Tasks to perform -
**a)** Using the news article on the "cash for clunkers" program, please explain in one to three sentences why many dealers stopped offering the deals on Thursday.
**b)** Carry on the news article about the "cash for clunkers" program from its final line.

House adds cash to 'clunkers' program; Senate vote needed

The Obama administration promised Friday that the financially strapped "cash for clunkers" program would be alive at least through the weekend, and the House of Representatives approved additional money for the program later in the day.

Senate action is expected next week.

"If you were planning on going to buy a car this weekend, using this program, this program continues to run," White House Press Secretary Robert Gibbs told reporters.

The House passed a bill 316-109 that would pour $2 billion from the economic stimulus program into the "cash-for-clunkers" initiative and give consumers more time to take advantage of trade-in rebates up to $4,500 for older cars.

President Obama said initially there had been skeptics about the car-purchase program, but that now "we're already seeing a dramatic increase in showroom traffic" across the country. He said the program "gives consumers a break" and helps to reduce pollution.

Before the vote, John McEleney, chairman of the National Automobile Dealers Association, said many dealers have been confused about whether the program will be extended and for how long. Many stopped offering the deals Thursday after word came out that the funds available for the refunds had been exhausted.

"We are hoping for some clarity from the White House and Congress before the day is over," McEleney said Friday.

Carmakers and dealers have booked expensive advertising to capitalize on buyers' interest in CARS, and now will be left promoting a tie-in with an uncertain government program — one that wasn't supposed to end until Nov. 1. "Disappointed," said Chrysler spokesman Scott Brown.

"It's too late to recall the ads," says Beau Boeckmann of Galpin Ford, the nation's largest Ford dealer, in Los Angeles. Galpin had done about 100 clunker deals and was hoping for more. " We had increased our ad budget to get the word out. We are very heavy on radio, newspaper and getting direct mail together," Boeckmann says.

"Now what do you tell people when they walk in" for a clunker deal? "It's tough."

Members of the Ohio and Michigan congressional delegations huddled on Capitol Hill to discuss ways to keep the popular program alive.

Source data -
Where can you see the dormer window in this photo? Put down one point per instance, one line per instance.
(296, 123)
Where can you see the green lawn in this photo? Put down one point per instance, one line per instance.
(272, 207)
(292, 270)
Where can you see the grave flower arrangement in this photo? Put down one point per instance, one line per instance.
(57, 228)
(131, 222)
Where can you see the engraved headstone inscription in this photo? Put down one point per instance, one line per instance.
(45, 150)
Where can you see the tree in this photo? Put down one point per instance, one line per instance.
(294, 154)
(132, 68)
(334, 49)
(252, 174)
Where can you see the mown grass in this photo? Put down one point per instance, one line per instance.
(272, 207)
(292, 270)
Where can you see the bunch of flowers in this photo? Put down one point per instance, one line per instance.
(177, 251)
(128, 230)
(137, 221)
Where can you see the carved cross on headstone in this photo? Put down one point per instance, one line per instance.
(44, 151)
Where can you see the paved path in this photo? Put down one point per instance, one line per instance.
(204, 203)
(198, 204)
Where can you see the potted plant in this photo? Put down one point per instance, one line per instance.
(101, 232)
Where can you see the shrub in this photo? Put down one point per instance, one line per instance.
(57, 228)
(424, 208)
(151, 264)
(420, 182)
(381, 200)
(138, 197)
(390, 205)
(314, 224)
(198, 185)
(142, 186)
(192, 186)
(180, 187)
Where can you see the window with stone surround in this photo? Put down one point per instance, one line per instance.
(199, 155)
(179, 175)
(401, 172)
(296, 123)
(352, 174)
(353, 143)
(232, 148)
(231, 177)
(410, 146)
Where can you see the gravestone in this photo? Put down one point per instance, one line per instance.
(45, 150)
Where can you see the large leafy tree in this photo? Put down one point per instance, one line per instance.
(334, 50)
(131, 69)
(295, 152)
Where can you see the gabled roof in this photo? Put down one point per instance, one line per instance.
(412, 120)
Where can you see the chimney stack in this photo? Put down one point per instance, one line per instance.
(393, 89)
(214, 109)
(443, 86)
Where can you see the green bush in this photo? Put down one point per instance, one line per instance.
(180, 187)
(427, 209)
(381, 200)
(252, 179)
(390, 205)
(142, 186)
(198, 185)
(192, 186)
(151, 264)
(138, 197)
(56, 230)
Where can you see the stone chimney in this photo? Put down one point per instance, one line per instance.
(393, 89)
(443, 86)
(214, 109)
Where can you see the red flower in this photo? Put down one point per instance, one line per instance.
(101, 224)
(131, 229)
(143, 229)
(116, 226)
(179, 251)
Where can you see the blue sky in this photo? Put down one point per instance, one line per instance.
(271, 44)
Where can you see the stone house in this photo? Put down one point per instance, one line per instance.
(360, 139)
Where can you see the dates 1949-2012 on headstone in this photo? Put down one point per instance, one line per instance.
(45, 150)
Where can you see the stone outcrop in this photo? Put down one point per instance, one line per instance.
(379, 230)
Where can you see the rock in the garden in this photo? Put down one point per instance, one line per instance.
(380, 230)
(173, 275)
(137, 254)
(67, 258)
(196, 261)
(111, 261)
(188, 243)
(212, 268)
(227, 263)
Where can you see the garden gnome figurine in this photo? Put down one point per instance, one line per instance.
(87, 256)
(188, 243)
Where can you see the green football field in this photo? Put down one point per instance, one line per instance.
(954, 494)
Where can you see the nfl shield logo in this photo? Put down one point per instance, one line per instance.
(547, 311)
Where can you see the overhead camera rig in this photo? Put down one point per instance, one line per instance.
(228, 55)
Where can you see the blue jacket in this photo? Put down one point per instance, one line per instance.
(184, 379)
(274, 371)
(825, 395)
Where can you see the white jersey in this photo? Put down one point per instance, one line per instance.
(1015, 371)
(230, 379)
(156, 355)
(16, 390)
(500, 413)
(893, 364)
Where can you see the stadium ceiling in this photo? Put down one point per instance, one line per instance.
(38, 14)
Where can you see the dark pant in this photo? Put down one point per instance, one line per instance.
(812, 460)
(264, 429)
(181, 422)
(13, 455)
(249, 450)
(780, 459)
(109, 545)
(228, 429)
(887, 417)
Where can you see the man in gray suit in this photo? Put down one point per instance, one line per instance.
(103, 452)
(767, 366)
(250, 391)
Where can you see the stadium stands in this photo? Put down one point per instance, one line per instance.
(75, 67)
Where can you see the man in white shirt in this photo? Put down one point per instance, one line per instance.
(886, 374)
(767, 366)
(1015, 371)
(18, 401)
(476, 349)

Responses to the tasks -
**a)** Many dealers stopped offering the deals on Thursday because word came out that the funds available for the refunds had been exhausted.

**b)**
Sen. Carl Levin, D-Mich., said it wasn't clear when a Senate vote would be held.

Sen. Debbie Stabenow, D-Mich., said about 40,000 new vehicles had been purchased through the program but dealers estimate another 200,000 vehicles have been sold in transactions that have not yet been completed.

One participant in the Capitol Hill meeting said they were examining possible funding sources and whether there were any glitches in the computer system. The participant, who spoke on condition of anonymity because of the sensitivity of the talk, said they were also studying how many dealers had enrolled in the system.

Through Wednesday afternoon, more than 23,000 dealer franchises were participating, according to the National Highway Traffic Safety Administration.

The administration dispatched Brian Deese, a top adviser to the Treasury's auto task force, to the Hill meeting.

On Thursday, word that the program was suspended came from Bailey Wood, legislative director for the National Automobile Dealers Association (NADA), which had been called Thursday night by the National Highway Traffic Safety Administration, which administers the program. Rep. Candice Miller, R-Mich., confirmed the suspension as well, saying she had been told by congressional leaders.

But White House spokesman Robert Gibbs said later Thursday that the administration is "evaluating all options" and not suspending the program, causing confusion about its status.

Said Wood: "Obviously the program has been an immense success in stimulating automotive sales."

"The thing has exploded. It has exceeded everyone's expectations," said Miller, who was involved in writing the original legislation, known as CARS, for Car Allowance Rebate System. "Throughout our history, it has been auto sales that have pulled us out of recession. People are more likely to buy cars than houses. Not to be too Pollyannaish, but we're gettin' our mojo back. This could be the pivot" that begins an economic recovery.

The White House said Thursday night that "dealers and consumers should have confidence that all valid CARS transactions that have taken place to date will be honored."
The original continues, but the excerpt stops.